» **Testo della pagina**:
****************
Non c’è niente da fare: devo avere un debole per i songwriters riservati, timidi, ipersensibili, personaggi come Tim Buckley nel passato, oppure come Elliott Smith,Daniel Johnston e Vic Chesnutt nel presente.
Ho sempre avuto una passionaccia anche per le copertine apribili, evocative, siano esse composte da fotografie o da disegni. Le due cose combinate insieme mi hanno portato a quest’album, a questo cantautore (termine che ho sempre odiato perché mi ricorda quelli, spesso terrificanti, di casa nostra) inglese. Nicholas Rodney Drake, nasce a Rangoon, in Birmania il 19 Giugno del 1948, 2 anni dopo il papà, che lavorava presso la Bombay Burmah Trading Corporation, fa ritorno in inghilterra e si stabilisce nel piccolo villaggio di Tanworth-in-Arden, pochi chilometri a sud di Birmingham. A 20 anni abbandona progressivamente il prestigioso Fitzwilliam College di Cambridge per dedicarsi quasi esclusivamente alla chitarra acustica e alle sue canzoni.
Un suo concerto in un locale di Camden Town a Londra come supporto di Country Joe And The Fish cambia per sempre la sua vita. Tra il pubblico è presente Ashley Hutchings, bassista dei Fairport Convention, che, colpito dal talento del giovane Drake, lo segnala a Joe Boyd, influente manager del gruppo folk. Questo avrà un duplice effetto: un contratto con la nota etichetta Island Records, ed un rapporto molto stretto con lo stesso Boyd che diventerà presto il suo mentore nonostante l’enorme differenza caratteriale tra i due. Tanto Boyd è spigliato e carismatico quanto Drake è timido e riservato. Praticamente nessuna intervista (Drake ne rilasciò solo una, alla rivista Sounds, dopo l’uscita di Bryter Layter nel 1971), nessuna promozione.
****************
» **Dati forniti**:
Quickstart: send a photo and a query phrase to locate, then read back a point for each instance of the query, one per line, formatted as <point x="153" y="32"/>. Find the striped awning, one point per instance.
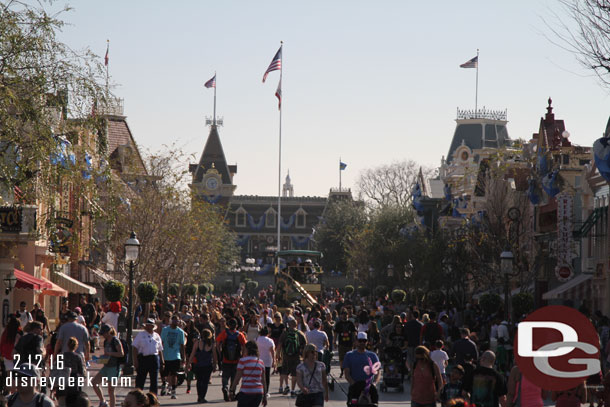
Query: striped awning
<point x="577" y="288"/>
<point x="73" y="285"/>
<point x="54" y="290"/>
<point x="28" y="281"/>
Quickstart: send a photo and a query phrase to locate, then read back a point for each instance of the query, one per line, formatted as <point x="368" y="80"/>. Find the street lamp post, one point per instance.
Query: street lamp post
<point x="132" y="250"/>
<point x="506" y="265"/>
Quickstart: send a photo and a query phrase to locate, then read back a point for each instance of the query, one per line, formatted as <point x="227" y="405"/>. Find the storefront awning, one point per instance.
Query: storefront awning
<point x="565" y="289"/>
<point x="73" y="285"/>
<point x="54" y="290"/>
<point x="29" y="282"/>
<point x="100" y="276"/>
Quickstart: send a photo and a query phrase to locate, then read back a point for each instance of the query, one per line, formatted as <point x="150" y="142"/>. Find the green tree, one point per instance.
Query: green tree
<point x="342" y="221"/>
****************
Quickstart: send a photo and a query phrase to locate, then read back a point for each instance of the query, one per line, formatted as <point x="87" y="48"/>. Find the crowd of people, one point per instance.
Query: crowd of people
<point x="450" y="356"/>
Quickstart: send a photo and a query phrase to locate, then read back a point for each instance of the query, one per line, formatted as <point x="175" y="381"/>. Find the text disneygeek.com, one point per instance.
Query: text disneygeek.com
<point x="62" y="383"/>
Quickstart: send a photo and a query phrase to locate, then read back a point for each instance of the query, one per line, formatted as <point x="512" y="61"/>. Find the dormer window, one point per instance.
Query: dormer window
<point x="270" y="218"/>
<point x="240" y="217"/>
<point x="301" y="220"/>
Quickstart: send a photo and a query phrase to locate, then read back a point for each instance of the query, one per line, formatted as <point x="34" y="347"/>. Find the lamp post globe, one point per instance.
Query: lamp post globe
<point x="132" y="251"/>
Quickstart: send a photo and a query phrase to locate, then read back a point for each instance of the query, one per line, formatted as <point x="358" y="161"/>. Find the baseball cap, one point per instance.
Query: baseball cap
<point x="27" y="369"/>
****************
» **Quesito 1**:
Rispondi in base al testo su Nicholas Rodney Drake:
(a) In quale città e in quale paese nasce Drake?
(b) Presso quale azienda lavorava suo padre?
(c) A quale rivista Drake rilasciò la sua unica intervista?
» **Quesito 2**: Fornisci il seguito del testo su Nicholas Rodney Drake, a partire dall'ultima frase.
L'elenco qui non ha alcun ruolo.

» **Risposta 1**:
(a) A Rangoon, in Birmania.
(b) Presso la Bombay Burmah Trading Corporation.
(c) Alla rivista Sounds.

» **Risposta 2**:
Il suo album di esordio si intitola Five Leaves Left, ed esce il 1 Settembre del 1969, seguito poco più di un anno dopo, il 1 novembre 1970, da Bryter Layter. In questi due dischi Drake viene accompagnato dal meglio dei musicisti folk e non solo: Dave Pegg, Dave Mattacks, Richard Thompson dei Fairport Convention, Danny Thompson e John Cale tanto per citarne alcuni. Gli arrangiamenti sono del suo amico ed ex compagno di università Robert Kirby. La scrittura del giovane è già matura, i collaboratori perfetti, la sua malinconia in musica terribilmente affascinante. I risultati commerciali sono però al di sotto delle aspettative anche se il riscontro degli addetti ai lavori è più che positivo. Il carattere introverso di Drake si evidenzia soprattutto in concerto, dove sembra spesso quasi un pesce fuor d’acqua, infastidito dal vociare della platea tanto da reagire spesso in modo arrogante ed antipatico.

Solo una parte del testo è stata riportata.